[Required work] Rescale the material starting at its first line and ending at the line that contains "point(167, 23)", and write out every line in that span, request included. Multiply each point coordinate in the answers by 2.4 and round to whole numbers, rounding halves up.
——————————
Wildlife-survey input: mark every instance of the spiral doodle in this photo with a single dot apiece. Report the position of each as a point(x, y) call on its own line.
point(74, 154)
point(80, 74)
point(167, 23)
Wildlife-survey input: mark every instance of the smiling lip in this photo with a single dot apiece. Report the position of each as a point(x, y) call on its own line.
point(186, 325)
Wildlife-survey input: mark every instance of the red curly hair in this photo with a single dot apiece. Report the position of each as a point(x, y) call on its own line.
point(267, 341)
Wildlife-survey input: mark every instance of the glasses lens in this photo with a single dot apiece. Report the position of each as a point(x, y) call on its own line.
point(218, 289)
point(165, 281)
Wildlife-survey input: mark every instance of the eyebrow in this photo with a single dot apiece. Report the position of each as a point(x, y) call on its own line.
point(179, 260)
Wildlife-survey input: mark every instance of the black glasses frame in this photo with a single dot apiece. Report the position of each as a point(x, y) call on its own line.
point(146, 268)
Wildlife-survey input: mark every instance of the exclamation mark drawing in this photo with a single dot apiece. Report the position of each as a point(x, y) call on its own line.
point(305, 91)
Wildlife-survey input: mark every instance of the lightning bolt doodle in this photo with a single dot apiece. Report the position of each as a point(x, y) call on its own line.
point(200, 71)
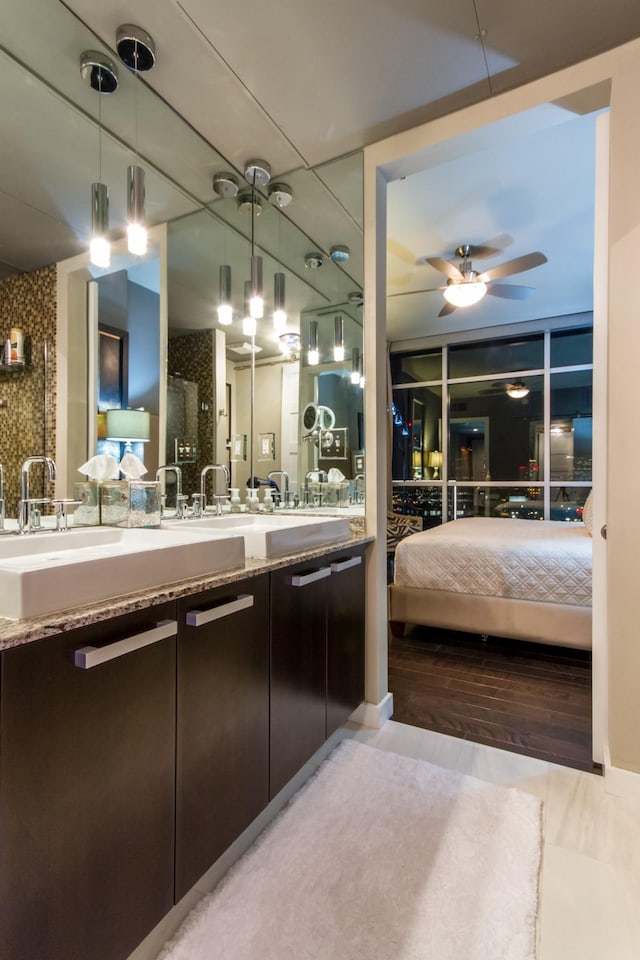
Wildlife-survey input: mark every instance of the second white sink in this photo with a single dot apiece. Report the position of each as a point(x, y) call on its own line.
point(269, 535)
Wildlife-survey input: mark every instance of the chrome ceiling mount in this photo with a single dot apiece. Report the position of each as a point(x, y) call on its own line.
point(225, 184)
point(248, 203)
point(99, 71)
point(280, 195)
point(135, 47)
point(339, 253)
point(257, 173)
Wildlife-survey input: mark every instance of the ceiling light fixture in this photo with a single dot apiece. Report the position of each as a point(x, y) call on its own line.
point(225, 184)
point(225, 310)
point(338, 338)
point(517, 390)
point(290, 344)
point(313, 260)
point(339, 253)
point(280, 195)
point(137, 51)
point(313, 352)
point(355, 366)
point(101, 73)
point(257, 173)
point(249, 326)
point(464, 293)
point(279, 309)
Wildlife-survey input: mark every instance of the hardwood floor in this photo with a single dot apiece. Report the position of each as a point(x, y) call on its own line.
point(523, 697)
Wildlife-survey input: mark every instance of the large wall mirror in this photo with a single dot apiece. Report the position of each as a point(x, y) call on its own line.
point(201, 381)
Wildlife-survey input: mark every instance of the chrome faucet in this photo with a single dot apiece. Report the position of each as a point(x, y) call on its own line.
——————————
[Expected output]
Wildlife-survey input: mark every instance of the spiral doodle in this photo with a single dot apiece. Report the position of each as a point(x, y) call on its own line.
point(178, 370)
point(192, 178)
point(401, 55)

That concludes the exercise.